# start of Rows

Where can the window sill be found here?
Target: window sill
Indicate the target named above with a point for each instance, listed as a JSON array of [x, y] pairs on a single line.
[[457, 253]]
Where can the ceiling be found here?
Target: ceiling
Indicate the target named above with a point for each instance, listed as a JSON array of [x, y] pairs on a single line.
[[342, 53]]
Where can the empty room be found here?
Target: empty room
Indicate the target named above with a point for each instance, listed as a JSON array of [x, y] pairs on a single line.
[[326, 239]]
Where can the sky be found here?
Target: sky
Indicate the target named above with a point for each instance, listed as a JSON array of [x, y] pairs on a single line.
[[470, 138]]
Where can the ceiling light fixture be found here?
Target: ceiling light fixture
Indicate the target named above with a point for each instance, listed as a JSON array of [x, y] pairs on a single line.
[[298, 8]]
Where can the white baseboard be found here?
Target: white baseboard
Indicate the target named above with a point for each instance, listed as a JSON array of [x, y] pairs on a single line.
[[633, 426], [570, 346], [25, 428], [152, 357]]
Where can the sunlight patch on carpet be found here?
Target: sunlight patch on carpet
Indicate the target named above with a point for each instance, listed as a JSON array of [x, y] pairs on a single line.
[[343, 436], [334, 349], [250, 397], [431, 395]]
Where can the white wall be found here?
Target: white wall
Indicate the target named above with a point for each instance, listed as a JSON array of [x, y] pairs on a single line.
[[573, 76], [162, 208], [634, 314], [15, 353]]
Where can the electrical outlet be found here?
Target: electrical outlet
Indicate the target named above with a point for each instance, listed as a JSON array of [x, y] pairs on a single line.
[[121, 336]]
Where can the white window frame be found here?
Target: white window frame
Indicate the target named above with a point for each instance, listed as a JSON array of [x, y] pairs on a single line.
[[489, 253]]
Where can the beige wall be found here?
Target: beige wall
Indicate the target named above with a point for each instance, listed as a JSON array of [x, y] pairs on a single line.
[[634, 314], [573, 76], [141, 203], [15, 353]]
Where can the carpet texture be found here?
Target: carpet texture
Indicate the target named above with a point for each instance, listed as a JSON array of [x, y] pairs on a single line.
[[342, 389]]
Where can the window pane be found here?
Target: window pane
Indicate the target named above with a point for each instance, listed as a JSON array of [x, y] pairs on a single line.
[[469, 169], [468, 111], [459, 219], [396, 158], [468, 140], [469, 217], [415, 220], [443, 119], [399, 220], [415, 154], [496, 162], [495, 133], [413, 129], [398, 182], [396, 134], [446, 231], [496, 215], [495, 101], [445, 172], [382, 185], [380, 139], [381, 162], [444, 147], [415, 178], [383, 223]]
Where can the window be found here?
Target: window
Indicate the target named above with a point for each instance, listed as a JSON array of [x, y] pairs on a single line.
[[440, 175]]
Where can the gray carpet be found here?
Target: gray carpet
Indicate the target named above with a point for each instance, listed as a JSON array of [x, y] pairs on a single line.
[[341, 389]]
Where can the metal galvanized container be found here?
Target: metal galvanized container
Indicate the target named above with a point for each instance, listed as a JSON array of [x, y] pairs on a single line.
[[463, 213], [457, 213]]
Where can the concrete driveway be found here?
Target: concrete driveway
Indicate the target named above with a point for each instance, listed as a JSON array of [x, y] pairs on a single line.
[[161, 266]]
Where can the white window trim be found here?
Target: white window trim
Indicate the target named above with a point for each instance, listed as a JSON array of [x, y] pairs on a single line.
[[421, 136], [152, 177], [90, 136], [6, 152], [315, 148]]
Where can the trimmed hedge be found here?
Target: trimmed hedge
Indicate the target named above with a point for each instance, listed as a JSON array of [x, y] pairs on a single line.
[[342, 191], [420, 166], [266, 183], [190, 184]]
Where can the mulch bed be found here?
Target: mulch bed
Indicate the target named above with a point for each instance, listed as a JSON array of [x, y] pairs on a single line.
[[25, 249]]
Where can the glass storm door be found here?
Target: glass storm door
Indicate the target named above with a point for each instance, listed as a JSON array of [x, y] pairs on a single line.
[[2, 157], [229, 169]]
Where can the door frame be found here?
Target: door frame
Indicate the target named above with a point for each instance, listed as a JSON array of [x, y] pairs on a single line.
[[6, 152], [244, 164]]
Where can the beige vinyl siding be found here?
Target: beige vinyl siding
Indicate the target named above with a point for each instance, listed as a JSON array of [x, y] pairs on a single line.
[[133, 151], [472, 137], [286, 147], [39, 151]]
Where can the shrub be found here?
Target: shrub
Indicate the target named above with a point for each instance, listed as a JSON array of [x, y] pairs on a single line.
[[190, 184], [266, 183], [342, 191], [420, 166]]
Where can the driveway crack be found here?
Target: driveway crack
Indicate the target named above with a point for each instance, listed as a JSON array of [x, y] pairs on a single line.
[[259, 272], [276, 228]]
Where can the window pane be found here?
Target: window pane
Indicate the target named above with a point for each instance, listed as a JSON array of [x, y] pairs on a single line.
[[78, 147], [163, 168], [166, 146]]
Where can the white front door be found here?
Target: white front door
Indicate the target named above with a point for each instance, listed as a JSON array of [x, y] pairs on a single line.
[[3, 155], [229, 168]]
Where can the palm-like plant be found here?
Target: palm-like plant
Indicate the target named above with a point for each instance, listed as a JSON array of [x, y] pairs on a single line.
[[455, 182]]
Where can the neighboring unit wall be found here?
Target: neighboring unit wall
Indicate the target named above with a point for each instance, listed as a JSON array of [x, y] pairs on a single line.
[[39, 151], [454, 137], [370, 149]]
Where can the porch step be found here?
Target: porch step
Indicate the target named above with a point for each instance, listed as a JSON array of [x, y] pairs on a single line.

# end of Rows

## Problem to work on
Copy out the records verbatim, from the line containing "Where can the white front door be found here?" through the last line of the records, including both.

## Answer to the exercise
Where can the white front door be found here?
Target: white front door
Indicate the target named above with a point for each instance, listed as a JSON array of [x, y] pairs on a single line.
[[3, 155], [229, 168]]
Where can the palm-like plant be found here?
Target: palm-like plant
Indicate the target named above with a point for each instance, listed as a JSON array of [x, y] pairs on a single line.
[[455, 182]]
Where can the neighboring unit wall be found here?
Target: neighboring unit wall
Indicate the target named above with a point for each instance, listed as a JSON array of [x, y] pairs on a single line.
[[39, 151], [454, 137], [370, 149]]
Where can the porch step be found here?
Target: porch step
Indicate the target named above with a point for each instance, listed as a JSON array of [x, y] pairs on a single line.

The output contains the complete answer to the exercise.